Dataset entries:
----------------------------------------

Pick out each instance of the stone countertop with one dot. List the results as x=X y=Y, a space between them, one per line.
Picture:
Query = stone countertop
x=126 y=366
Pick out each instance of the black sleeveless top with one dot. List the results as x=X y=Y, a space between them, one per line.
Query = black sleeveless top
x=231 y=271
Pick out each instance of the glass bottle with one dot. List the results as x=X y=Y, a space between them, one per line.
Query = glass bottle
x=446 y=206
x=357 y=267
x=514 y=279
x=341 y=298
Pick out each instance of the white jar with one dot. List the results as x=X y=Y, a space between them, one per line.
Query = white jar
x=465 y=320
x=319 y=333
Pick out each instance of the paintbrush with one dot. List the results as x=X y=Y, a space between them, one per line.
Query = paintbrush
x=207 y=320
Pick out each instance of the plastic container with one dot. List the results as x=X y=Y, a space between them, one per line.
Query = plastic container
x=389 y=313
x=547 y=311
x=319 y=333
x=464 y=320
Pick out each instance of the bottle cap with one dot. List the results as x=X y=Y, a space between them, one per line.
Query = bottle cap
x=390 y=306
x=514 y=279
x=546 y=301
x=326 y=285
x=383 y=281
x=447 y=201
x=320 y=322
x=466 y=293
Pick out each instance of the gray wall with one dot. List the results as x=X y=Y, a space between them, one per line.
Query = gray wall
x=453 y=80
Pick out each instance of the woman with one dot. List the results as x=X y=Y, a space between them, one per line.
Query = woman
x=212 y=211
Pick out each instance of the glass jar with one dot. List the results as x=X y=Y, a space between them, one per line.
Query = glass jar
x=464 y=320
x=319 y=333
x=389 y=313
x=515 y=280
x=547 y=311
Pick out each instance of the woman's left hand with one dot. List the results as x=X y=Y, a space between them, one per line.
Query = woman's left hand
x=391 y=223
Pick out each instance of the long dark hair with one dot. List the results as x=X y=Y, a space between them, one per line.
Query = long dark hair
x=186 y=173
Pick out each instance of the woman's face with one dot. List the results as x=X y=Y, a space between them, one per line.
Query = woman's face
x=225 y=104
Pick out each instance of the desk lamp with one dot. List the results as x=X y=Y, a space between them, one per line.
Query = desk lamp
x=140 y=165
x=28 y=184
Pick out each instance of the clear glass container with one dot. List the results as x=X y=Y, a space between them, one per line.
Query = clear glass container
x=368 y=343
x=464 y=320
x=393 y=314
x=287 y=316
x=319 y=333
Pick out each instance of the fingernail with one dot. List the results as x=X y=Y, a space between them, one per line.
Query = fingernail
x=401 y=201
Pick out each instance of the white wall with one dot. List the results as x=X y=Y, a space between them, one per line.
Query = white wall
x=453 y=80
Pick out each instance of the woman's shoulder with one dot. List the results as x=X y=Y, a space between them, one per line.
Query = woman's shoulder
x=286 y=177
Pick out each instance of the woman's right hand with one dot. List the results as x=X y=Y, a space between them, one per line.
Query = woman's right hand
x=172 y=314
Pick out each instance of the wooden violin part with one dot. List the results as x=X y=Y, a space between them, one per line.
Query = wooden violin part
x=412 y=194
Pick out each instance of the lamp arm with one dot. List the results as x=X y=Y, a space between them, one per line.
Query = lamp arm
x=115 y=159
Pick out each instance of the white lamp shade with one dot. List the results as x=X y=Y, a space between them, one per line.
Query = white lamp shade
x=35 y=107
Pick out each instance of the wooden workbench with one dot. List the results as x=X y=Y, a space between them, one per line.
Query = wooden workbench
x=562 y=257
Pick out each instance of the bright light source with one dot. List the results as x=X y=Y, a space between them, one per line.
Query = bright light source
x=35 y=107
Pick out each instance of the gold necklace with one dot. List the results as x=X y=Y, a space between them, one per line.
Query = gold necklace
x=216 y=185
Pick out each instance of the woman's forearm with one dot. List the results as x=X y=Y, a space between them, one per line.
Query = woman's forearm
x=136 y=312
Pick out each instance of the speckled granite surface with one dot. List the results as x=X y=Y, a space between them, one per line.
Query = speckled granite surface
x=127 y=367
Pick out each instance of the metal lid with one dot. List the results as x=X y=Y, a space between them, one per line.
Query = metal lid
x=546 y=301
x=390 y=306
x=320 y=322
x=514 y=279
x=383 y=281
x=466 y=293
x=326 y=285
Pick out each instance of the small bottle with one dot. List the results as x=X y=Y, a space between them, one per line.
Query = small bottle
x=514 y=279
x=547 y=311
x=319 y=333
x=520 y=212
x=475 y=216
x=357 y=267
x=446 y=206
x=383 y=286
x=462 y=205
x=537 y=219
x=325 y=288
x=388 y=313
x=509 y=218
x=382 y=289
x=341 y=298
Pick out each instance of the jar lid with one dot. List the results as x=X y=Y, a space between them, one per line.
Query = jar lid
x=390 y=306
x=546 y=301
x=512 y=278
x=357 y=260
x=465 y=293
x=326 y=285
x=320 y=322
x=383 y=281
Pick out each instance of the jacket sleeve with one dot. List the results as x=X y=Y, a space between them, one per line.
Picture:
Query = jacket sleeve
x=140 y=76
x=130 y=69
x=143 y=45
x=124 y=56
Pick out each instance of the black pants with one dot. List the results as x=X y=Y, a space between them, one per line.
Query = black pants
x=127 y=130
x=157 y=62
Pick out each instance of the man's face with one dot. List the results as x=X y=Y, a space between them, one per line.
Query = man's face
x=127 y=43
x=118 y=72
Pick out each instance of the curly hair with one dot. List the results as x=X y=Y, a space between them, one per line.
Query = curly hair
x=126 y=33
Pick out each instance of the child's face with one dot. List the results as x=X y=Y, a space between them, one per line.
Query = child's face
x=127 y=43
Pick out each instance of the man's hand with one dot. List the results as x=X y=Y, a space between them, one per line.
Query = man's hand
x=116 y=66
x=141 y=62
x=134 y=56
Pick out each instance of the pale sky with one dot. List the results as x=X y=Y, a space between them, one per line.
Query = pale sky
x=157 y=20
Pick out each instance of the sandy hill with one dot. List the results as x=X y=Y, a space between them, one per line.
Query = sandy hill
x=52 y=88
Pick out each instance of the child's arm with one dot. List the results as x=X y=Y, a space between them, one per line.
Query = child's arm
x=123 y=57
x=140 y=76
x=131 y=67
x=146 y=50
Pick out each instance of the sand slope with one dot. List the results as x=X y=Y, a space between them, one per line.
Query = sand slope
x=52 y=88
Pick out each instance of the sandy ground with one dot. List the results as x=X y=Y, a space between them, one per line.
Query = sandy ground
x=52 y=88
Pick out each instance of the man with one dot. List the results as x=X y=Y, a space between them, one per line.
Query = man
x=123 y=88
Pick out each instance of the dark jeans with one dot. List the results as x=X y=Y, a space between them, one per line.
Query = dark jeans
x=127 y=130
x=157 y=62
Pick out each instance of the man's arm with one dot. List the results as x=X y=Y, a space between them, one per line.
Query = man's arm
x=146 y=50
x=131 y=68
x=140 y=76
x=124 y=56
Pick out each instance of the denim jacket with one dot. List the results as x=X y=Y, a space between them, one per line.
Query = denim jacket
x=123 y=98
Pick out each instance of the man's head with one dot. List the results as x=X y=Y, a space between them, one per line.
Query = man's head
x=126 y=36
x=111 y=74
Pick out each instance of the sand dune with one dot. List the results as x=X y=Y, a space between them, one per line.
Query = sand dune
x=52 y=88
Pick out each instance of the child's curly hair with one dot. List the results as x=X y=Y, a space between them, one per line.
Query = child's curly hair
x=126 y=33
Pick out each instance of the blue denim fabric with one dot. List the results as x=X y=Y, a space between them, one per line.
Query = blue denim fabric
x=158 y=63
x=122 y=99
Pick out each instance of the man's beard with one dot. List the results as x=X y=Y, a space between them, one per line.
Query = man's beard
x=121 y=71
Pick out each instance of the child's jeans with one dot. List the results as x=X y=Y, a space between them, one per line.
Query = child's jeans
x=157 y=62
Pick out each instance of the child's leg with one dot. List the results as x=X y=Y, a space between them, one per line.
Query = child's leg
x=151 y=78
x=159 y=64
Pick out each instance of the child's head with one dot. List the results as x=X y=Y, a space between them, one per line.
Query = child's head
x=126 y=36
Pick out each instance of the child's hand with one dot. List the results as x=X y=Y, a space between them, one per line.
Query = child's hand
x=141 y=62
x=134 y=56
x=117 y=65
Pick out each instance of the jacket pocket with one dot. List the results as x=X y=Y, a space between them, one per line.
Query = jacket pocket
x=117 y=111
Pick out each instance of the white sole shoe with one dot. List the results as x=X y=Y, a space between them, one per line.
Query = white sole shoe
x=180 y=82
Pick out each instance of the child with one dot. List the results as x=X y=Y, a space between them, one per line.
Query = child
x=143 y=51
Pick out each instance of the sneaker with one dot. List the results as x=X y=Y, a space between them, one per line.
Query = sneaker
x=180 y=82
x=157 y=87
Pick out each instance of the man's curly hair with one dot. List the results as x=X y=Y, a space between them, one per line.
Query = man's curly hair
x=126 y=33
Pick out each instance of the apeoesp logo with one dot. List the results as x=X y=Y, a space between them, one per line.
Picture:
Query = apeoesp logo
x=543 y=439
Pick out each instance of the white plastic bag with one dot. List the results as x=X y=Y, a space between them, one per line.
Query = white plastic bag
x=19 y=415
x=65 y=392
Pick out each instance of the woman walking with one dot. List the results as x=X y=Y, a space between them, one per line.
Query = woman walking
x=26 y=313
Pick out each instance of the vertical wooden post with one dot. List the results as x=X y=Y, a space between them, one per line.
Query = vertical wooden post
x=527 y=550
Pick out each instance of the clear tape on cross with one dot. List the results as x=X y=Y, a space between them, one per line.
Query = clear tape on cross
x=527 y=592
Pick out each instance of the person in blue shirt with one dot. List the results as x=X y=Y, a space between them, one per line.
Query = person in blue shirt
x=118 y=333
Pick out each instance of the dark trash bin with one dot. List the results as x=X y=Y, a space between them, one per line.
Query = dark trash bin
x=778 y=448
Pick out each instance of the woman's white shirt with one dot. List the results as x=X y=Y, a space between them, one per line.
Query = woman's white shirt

----------------------------------------

**Directions for this task:**
From the data above, output exactly the lines between the one containing "Pick out each instance of the speckled" and the one containing "Pick out each instance of the small", counting both of them.

**The answer:**
Pick out each instance of the speckled granite surface with one dot. List the results as x=X y=Y, a space between them, one per line.
Query = speckled granite surface
x=127 y=367
Pick out each instance of the metal lid with one dot. List the results as x=X y=Y, a space between them, one per line.
Query = metal lid
x=546 y=301
x=390 y=306
x=320 y=322
x=514 y=279
x=383 y=281
x=466 y=293
x=326 y=285
Pick out each instance of the small bottle with one dot. List the results as x=X y=Y, a space between them, one per line.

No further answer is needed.